*Text segment*:
Welcome to the overkill.
Or take the case of Melissa Harris-Perry who felt compelled to issue multiple apologies to the Romney’s and America after she and her guests commented on the picture of Mitt Romney holding his adopted African-American grandson amidst a passel of white-bread Romney progeny. Brought to Matt Drudge’s attention by right-blogger Caleb Howe, who reconstituted his soul years after mocking Roger Ebert’s cancer, the left joined forces with the right to condemn her insensitivity to multi-racial families (not that Harris-Perry would know a thing about being raised in a multiracial family) when it was fairly obvious the point of the comments was the incongruity a black child amongst Romney’s; a family so white they make the Duggars look like the Jacksons, but the twitter storm and CNN demanded their pound of flesh. and it was handed over along with a side order of tears.

Stored entries:
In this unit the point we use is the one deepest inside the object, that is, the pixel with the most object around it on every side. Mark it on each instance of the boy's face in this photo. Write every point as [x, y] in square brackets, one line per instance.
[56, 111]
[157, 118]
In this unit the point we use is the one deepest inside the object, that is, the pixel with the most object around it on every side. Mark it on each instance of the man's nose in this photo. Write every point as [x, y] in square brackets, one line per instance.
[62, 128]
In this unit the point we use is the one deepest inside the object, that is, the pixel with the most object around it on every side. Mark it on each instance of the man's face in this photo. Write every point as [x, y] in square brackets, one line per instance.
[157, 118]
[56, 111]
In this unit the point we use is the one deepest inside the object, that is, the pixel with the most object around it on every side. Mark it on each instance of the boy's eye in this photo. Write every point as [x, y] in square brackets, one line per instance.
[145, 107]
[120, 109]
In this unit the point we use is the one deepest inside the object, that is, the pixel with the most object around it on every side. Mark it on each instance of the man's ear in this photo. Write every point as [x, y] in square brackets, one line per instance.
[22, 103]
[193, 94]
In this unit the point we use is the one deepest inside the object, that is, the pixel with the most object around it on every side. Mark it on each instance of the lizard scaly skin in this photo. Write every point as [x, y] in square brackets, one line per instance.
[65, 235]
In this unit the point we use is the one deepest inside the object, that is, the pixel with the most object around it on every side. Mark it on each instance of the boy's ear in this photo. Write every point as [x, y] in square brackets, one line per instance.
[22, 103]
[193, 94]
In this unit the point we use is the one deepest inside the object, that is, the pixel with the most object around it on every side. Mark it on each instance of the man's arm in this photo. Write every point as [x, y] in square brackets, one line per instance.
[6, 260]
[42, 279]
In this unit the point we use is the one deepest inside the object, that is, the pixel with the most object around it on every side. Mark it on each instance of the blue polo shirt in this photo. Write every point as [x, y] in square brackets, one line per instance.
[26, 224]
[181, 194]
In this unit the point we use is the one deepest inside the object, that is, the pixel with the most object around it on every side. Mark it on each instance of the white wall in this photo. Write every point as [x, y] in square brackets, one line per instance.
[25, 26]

*Parts of the exercise*:
A. Retype part of the commentary on Melissa Harris-Perry, beginning at the words "Welcome to the" and stopping after the words "order of tears.".
B. Translate this sentence from the commentary on Melissa Harris-Perry into Spanish: "Welcome to the overkill."
C. Proceed with the commentary on Melissa Harris-Perry's apologies, picking up after its final sentence.
These lines were drawn from a separate source.

*Answers provided*:
A.
Welcome to the overkill.
Or take the case of Melissa Harris-Perry who felt compelled to issue multiple apologies to the Romney’s and America after she and her guests commented on the picture of Mitt Romney holding his adopted African-American grandson amidst a passel of white-bread Romney progeny. Brought to Matt Drudge’s attention by right-blogger Caleb Howe, who reconstituted his soul years after mocking Roger Ebert’s cancer, the left joined forces with the right to condemn her insensitivity to multi-racial families (not that Harris-Perry would know a thing about being raised in a multiracial family) when it was fairly obvious the point of the comments was the incongruity a black child amongst Romney’s; a family so white they make the Duggars look like the Jacksons, but the twitter storm and CNN demanded their pound of flesh. and it was handed over along with a side order of tears.

B. Bienvenidos a la exageración.

C.
Which brings us to Bill Keller’s column today which has set hearts aflutter, veins a’bulgin’ and brains a’splodin’, particularly amongst people whom I respect and read and enjoy on a daily basis (Death Panel! Bully! As bad as FishBowlDC!) and, to be frank: I don’t get the outrage. Keller’s column about Lisa Bonchek Adams takes off from one his wife wrote over at The Guardian (since taken down presumably because Emma Keller quoted private DM’s from Bonchek Adams without permission, but you can read it here). To my reading, Bill Keller is writing about how we choose to prolong or not prolong our lives, economic consequences, and how the modern tendency to ‘live out loud’ via social media informs others. Emma Keller’s piece, on the other hand, is primarily devoted to the social media aspect, particularly how, even though it is presented freely for our consideration, it can make us feel like a voyeur. She also addresses our propensity to over-share. I think it is possible to argue the merits of their views as well as their tone but, in light of their effusive praise of the courage and fight in Lisa Bonchek Adams, I’m hard pressed to find the shaming, the bullying, and the death-wishing. If there is something to complain about, it is Bill Keller seemingly using his NYT column to defend his wife’s column published elsewhere. Poorly played, Bill.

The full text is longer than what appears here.